+++ Working data

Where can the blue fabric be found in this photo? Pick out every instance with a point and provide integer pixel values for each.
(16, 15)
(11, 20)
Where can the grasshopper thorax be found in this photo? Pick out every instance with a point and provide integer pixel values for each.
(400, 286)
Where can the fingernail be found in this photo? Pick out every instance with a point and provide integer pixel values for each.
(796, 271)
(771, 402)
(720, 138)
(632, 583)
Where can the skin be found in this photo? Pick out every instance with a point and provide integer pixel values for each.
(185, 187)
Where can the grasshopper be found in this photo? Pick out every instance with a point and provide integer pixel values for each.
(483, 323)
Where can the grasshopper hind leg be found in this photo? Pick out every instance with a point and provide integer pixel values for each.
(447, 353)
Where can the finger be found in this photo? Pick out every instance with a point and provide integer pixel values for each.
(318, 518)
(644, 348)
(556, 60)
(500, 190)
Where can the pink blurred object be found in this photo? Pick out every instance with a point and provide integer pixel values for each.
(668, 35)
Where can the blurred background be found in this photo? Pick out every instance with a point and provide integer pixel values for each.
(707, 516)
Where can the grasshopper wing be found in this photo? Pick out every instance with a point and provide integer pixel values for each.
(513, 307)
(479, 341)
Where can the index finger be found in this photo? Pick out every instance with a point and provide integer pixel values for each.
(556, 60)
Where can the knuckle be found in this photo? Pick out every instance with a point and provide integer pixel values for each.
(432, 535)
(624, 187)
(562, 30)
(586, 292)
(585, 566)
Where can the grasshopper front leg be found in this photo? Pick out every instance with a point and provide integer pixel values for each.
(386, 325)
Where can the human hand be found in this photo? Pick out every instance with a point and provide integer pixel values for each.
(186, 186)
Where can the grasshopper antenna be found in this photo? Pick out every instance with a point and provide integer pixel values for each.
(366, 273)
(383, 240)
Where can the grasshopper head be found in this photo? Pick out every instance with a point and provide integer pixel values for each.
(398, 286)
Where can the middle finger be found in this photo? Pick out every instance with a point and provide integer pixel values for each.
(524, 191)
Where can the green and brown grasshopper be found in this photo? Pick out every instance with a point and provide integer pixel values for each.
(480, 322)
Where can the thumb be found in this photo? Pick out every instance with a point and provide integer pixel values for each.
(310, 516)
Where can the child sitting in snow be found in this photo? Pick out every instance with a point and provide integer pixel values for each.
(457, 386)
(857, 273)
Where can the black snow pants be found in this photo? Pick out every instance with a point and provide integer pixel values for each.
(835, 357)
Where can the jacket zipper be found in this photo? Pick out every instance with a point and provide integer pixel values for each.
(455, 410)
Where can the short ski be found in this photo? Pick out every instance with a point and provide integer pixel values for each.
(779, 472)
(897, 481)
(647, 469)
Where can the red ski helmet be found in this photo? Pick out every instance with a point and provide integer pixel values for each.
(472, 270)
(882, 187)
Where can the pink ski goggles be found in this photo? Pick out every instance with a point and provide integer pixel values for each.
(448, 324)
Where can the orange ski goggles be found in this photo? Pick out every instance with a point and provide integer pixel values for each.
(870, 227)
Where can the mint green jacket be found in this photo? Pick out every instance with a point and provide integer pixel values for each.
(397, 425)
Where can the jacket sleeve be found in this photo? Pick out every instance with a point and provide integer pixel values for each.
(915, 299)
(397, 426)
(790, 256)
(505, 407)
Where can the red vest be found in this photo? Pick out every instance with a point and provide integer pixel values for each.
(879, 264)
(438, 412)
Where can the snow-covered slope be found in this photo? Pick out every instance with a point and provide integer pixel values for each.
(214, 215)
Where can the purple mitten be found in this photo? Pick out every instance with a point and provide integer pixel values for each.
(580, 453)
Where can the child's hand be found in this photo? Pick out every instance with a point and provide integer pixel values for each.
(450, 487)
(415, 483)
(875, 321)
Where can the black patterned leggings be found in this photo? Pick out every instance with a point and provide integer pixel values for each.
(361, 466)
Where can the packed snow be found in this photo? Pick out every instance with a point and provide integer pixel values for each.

++++++

Directive: Without changing a word, restate the whole listing.

Worked solution:
Where can the blue fabric be found in this photo? Pick out every instance with a point and provide integer pixel values for each.
(16, 15)
(11, 20)
Where can the grasshopper thorax be found in this photo? Pick out every instance with a point and provide integer pixel values for each.
(400, 286)
Where can the fingernail be found in this photo? Pick out every instance with a point and provide integer pixel values for each.
(796, 271)
(771, 402)
(720, 138)
(632, 583)
Where can the skin be found in this photo? Pick out every instance with a point and provide integer pixel values for each.
(185, 187)
Where can the grasshopper be found in this photo? Pick out every instance with a point and provide integer pixel values for each.
(483, 323)
Where can the grasshopper hind leg be found in this photo? Pick out every instance with a point and provide integer pixel values for each.
(447, 353)
Where can the finger be found in this photo? Pick out every instance with a point and provide integer pixel values for each.
(318, 518)
(644, 348)
(556, 60)
(500, 190)
Where can the pink blurred object be found in this photo? Pick out every instance with a point and provide integer pixel values for each.
(668, 35)
Where can the blurred background be found in this photo? Pick out every instance with a point and provide integer pixel values for each.
(707, 516)
Where can the grasshopper wing be found in this photo? Pick out every instance with a point and provide integer pixel values for each.
(513, 307)
(479, 341)
Where can the index finger be found in this photo? Pick out every instance with a point and provide integer pixel values for each.
(556, 60)
Where can the knuckle be found in this photo? Pick out every instance with a point and provide integer pixel values for each.
(432, 535)
(624, 187)
(562, 30)
(586, 292)
(585, 566)
Where can the grasshopper front leg be found in this photo? Pick out every instance with a point and provide integer pixel values for each.
(386, 325)
Where can the human hand be found in this photo? Pick out every instance with a point and provide integer pixel values for each.
(186, 186)
Where can the grasshopper antenna be found in this photo? Pick out every instance with a point and provide integer pixel values for each.
(366, 273)
(383, 240)
Where can the grasshopper head be found in this photo? Pick out every instance with a point and provide integer pixel values for each.
(398, 286)
Where can the middle finger be found in this photo? Pick out every instance with a point and provide integer pixel values for each.
(524, 191)
Where can the green and brown grasshopper be found in this photo? Pick out every instance with a point and provide integer pixel values for each.
(480, 322)
Where can the thumb be found in this photo? Pick out every instance with a point and provide integer pixel values for each.
(310, 516)
Where can the child sitting in snow be found in this photo? Pick out every instance with a point and provide integer pixel values for each.
(457, 386)
(857, 273)
Where can the black snow pants be found in this photo? Pick out every instance with a point and provide integer pixel values for each.
(835, 357)
Where can the jacket zipper be found in this photo? Pick out every instance with a point and provide integer pixel values for each.
(455, 410)
Where can the short ski be found in this photo? Pick out every instance with a point and provide integer pixel values for each.
(779, 472)
(897, 481)
(647, 469)
Where can the red ski helmet be found in this photo? Pick out every instance with a point and provide integer pixel values for each.
(472, 270)
(882, 187)
Where can the pink ski goggles be found in this photo? Pick out every instance with a point and provide integer pixel values for each.
(448, 324)
Where can the orange ski goggles be found in this photo? Pick out every instance with a point and provide integer pixel values for each.
(870, 227)
Where can the mint green jacket be found in this photo? Pick out every instance with a point and provide integer pixel values for each.
(397, 425)
Where can the jacket sleeve be found in this photo? Pick out every instance with a point and provide integer pixel values for each.
(915, 299)
(397, 426)
(790, 256)
(505, 407)
Where can the red vest be found in this photo? Pick out every instance with a point and provide integer pixel values for each.
(879, 264)
(438, 412)
Where can the snow-covered slope be found in this photo? Pick out every instance with a point and provide integer pixel values for each.
(214, 215)
Where can the purple mitten be found in this photo? Pick out every instance with a point and provide integer pixel values for each.
(580, 453)
Where can the child's hand be found in this photo? Pick out every instance with a point and provide integer pixel values for each.
(450, 487)
(415, 483)
(875, 321)
Where can the black patterned leggings be found in this photo? Pick out every instance with a point and provide integer pixel values for each.
(361, 466)
Where can the packed snow be found in this photo? Pick out every instance with a point and provide integer pixel values for each.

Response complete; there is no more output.